◆ **Instructions for the task**:
Render every line of the records below as a numbered list, omitting blank lines. Leave the pictures out of your answer.

(Pointing records)
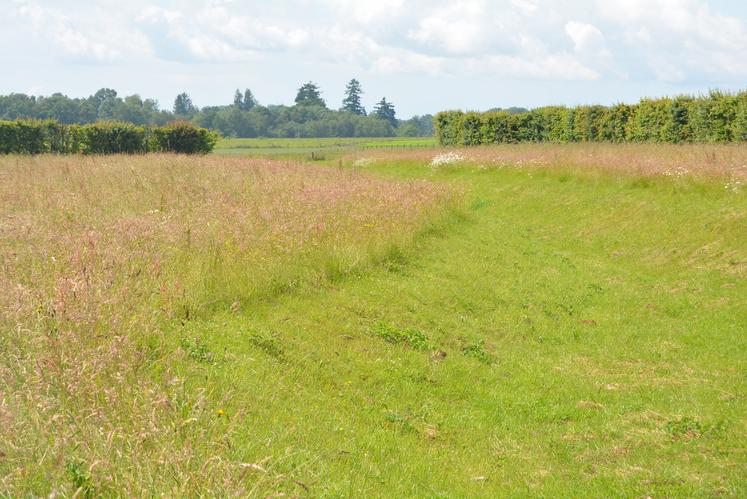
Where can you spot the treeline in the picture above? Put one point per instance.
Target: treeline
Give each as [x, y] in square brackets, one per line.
[717, 117]
[244, 117]
[105, 137]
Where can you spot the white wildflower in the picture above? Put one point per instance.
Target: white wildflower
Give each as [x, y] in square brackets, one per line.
[362, 162]
[446, 159]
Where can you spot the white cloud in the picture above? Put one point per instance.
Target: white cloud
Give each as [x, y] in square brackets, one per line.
[63, 36]
[657, 43]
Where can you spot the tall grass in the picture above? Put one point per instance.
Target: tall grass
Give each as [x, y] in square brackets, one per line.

◆ **Answer for the task**:
1. Where can you spot the treeline in the picture above? Put one point per instance.
2. Target: treeline
3. Give each as [x, y] in square brackets, one per line.
4. [717, 117]
5. [244, 117]
6. [105, 137]
7. Where can you spot the white wildflower in the picture above? Put one point per instance.
8. Target: white wildflower
9. Give each as [x, y] in square brackets, one per line.
10. [362, 162]
11. [446, 159]
12. Where can you spot the white cloud in the picture above? Put one point per instance.
13. Target: white cloud
14. Give each as [x, y] in square brackets, one per line.
15. [63, 36]
16. [657, 43]
17. Where can you spot the tall grass in the picture above? Put one point per instance.
18. Target: tall grass
19. Give each as [x, y] in square brackets, one per line.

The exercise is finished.